→ **STATED GOAL**
Extract each line in the entries below that contains the string "rise". Case matters.

(Box annotations for photos)

_ _ _ _ _

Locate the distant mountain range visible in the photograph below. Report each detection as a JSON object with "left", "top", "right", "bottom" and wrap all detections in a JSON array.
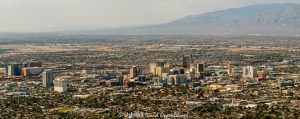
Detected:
[{"left": 85, "top": 3, "right": 300, "bottom": 35}]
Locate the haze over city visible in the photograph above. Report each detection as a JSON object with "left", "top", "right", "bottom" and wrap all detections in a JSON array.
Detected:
[
  {"left": 0, "top": 0, "right": 300, "bottom": 119},
  {"left": 0, "top": 0, "right": 300, "bottom": 32}
]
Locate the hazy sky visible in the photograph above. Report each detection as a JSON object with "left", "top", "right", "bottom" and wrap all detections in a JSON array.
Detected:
[{"left": 0, "top": 0, "right": 300, "bottom": 32}]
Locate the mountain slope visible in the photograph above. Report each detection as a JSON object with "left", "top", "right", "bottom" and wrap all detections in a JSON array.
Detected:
[{"left": 91, "top": 3, "right": 300, "bottom": 35}]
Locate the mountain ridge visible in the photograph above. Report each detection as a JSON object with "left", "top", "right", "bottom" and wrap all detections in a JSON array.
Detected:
[{"left": 83, "top": 3, "right": 300, "bottom": 35}]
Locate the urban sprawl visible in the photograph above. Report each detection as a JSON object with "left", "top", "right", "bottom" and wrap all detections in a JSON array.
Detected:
[{"left": 0, "top": 35, "right": 300, "bottom": 119}]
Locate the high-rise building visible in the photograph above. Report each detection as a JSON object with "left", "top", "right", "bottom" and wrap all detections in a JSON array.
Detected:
[
  {"left": 150, "top": 59, "right": 170, "bottom": 76},
  {"left": 42, "top": 70, "right": 54, "bottom": 87},
  {"left": 155, "top": 59, "right": 167, "bottom": 67},
  {"left": 130, "top": 66, "right": 143, "bottom": 78},
  {"left": 257, "top": 71, "right": 266, "bottom": 78},
  {"left": 196, "top": 64, "right": 205, "bottom": 73},
  {"left": 182, "top": 55, "right": 191, "bottom": 69},
  {"left": 226, "top": 62, "right": 232, "bottom": 74},
  {"left": 6, "top": 64, "right": 23, "bottom": 76},
  {"left": 54, "top": 77, "right": 68, "bottom": 93},
  {"left": 243, "top": 66, "right": 256, "bottom": 79}
]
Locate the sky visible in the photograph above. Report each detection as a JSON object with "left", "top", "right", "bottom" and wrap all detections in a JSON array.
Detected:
[{"left": 0, "top": 0, "right": 300, "bottom": 32}]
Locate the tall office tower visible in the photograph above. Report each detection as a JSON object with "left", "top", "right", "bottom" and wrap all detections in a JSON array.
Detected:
[
  {"left": 130, "top": 66, "right": 142, "bottom": 78},
  {"left": 243, "top": 66, "right": 256, "bottom": 79},
  {"left": 54, "top": 77, "right": 68, "bottom": 93},
  {"left": 182, "top": 55, "right": 191, "bottom": 69},
  {"left": 150, "top": 59, "right": 170, "bottom": 76},
  {"left": 226, "top": 62, "right": 232, "bottom": 74},
  {"left": 6, "top": 64, "right": 23, "bottom": 76},
  {"left": 257, "top": 71, "right": 266, "bottom": 78},
  {"left": 23, "top": 62, "right": 42, "bottom": 67},
  {"left": 196, "top": 64, "right": 205, "bottom": 73},
  {"left": 155, "top": 59, "right": 167, "bottom": 67},
  {"left": 42, "top": 70, "right": 54, "bottom": 87},
  {"left": 149, "top": 63, "right": 156, "bottom": 74}
]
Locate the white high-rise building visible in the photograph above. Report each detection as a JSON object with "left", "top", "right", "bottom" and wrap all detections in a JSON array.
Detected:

_ _ _ _ _

→ **WRITTEN ANSWER**
Locate the high-rise building visible in the photograph above. Report each detection as a JSON object with "left", "top", "right", "bottom" and wrap all detections in a JSON array.
Locate the white high-rise building visible in the photograph above. Report each detection as a JSON object with "left", "top", "right", "bottom" and wrap all detections in a JSON array.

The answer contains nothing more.